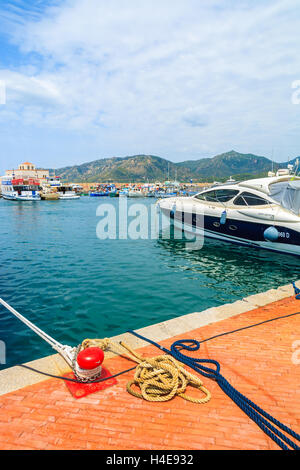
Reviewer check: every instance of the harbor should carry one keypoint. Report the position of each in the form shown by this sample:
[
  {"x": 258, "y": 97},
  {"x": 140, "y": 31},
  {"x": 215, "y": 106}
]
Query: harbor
[
  {"x": 36, "y": 413},
  {"x": 149, "y": 230}
]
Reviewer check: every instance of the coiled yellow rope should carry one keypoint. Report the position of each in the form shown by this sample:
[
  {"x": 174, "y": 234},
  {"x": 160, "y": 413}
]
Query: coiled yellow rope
[{"x": 159, "y": 378}]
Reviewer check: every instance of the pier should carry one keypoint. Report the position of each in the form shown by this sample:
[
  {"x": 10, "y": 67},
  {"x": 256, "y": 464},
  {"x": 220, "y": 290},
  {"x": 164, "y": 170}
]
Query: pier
[{"x": 261, "y": 362}]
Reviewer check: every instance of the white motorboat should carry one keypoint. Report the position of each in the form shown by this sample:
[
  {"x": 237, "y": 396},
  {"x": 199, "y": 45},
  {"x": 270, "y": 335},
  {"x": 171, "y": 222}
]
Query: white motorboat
[
  {"x": 20, "y": 189},
  {"x": 135, "y": 193},
  {"x": 262, "y": 213}
]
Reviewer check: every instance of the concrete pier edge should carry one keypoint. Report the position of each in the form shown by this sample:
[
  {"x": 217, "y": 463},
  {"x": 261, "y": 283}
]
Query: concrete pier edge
[{"x": 15, "y": 378}]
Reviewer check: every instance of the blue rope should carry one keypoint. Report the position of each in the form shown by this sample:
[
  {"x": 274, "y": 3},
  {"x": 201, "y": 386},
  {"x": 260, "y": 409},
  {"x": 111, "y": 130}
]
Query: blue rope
[{"x": 255, "y": 413}]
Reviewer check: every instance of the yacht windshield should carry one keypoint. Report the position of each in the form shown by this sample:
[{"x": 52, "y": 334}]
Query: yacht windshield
[
  {"x": 250, "y": 199},
  {"x": 218, "y": 195},
  {"x": 287, "y": 193}
]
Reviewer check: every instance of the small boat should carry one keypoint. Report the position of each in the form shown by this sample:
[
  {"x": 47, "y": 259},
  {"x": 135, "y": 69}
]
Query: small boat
[
  {"x": 99, "y": 194},
  {"x": 20, "y": 189},
  {"x": 261, "y": 213},
  {"x": 135, "y": 193},
  {"x": 67, "y": 192}
]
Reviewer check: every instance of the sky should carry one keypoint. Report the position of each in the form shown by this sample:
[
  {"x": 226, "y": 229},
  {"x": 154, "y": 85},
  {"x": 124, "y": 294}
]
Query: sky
[{"x": 182, "y": 79}]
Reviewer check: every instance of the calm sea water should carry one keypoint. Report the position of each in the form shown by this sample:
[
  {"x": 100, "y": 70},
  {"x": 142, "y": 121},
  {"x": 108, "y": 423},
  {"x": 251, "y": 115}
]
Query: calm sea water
[{"x": 56, "y": 272}]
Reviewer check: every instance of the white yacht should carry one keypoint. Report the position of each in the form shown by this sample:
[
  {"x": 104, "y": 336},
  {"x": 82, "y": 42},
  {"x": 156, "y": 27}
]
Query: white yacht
----------
WRITTEN TASK
Retype the whole listing exactly and leave the pictures out.

CORRECT RESPONSE
Reviewer check: every instance of the harbor should carry one keypoint. Report the position of each in the form shown by this sample:
[
  {"x": 258, "y": 97},
  {"x": 140, "y": 31},
  {"x": 215, "y": 106}
]
Query: harbor
[
  {"x": 36, "y": 413},
  {"x": 149, "y": 230}
]
Reviewer check: every instance of the coiled yellow rope should carry one keypoint. Report the position of each in the form shown by this sample:
[
  {"x": 174, "y": 234},
  {"x": 160, "y": 413}
]
Query: coiled yellow rope
[{"x": 159, "y": 378}]
Reviewer check: every instance of the pier should carry one keypoint. Report the position of each in the form shown by this sample:
[
  {"x": 10, "y": 67},
  {"x": 256, "y": 464},
  {"x": 220, "y": 290},
  {"x": 164, "y": 170}
]
Query: pier
[{"x": 261, "y": 362}]
Reviewer check: every instance of the white motorboat should carry one keypoint. Report the position of each in the form shown by this sample:
[
  {"x": 237, "y": 396},
  {"x": 199, "y": 45},
  {"x": 270, "y": 335},
  {"x": 171, "y": 222}
]
Query: white motorboat
[
  {"x": 20, "y": 189},
  {"x": 135, "y": 193},
  {"x": 262, "y": 213}
]
Reviewer check: every instance of the concrete pier edge should carry one keypoint. Report the position of each in the form shown by this sample:
[
  {"x": 217, "y": 463},
  {"x": 261, "y": 283}
]
Query: concrete pier edge
[{"x": 15, "y": 378}]
Reviewer check: every instance of the blue rope should carry one keypoint. Report the position of each in the form shown by this sample:
[
  {"x": 274, "y": 3},
  {"x": 201, "y": 386},
  {"x": 260, "y": 409},
  {"x": 111, "y": 130}
]
Query: blue rope
[{"x": 255, "y": 413}]
Reviewer check: every instance of the yacht windshield should carry one keypoint. Report the position of each in the form shown by this sample:
[{"x": 52, "y": 334}]
Query: yacht windshield
[
  {"x": 250, "y": 199},
  {"x": 218, "y": 195},
  {"x": 287, "y": 193}
]
Reviewer check: every instance of the small boat should carry one keypoint. Report the position of each in the form shown by this sample:
[
  {"x": 47, "y": 259},
  {"x": 135, "y": 69}
]
Query: small boat
[
  {"x": 99, "y": 194},
  {"x": 20, "y": 189},
  {"x": 261, "y": 213},
  {"x": 135, "y": 193},
  {"x": 67, "y": 192}
]
Reviewer check: every instance of the sky should carry one keypoint. Report the position of each in the form shown by this sample:
[
  {"x": 226, "y": 229},
  {"x": 154, "y": 85},
  {"x": 124, "y": 294}
]
Query: sky
[{"x": 182, "y": 79}]
Reviewer check: every instance of the calm sea water should carry one keypoint. Report the position of each in the form shown by this sample:
[
  {"x": 100, "y": 70},
  {"x": 142, "y": 121},
  {"x": 108, "y": 423},
  {"x": 251, "y": 115}
]
Query: calm sea water
[{"x": 56, "y": 272}]
Reviewer check: every instance of the white yacht should carry one keypoint. Report the position of each in the form shown by this sample:
[
  {"x": 104, "y": 336},
  {"x": 82, "y": 42},
  {"x": 156, "y": 27}
]
Query: white yacht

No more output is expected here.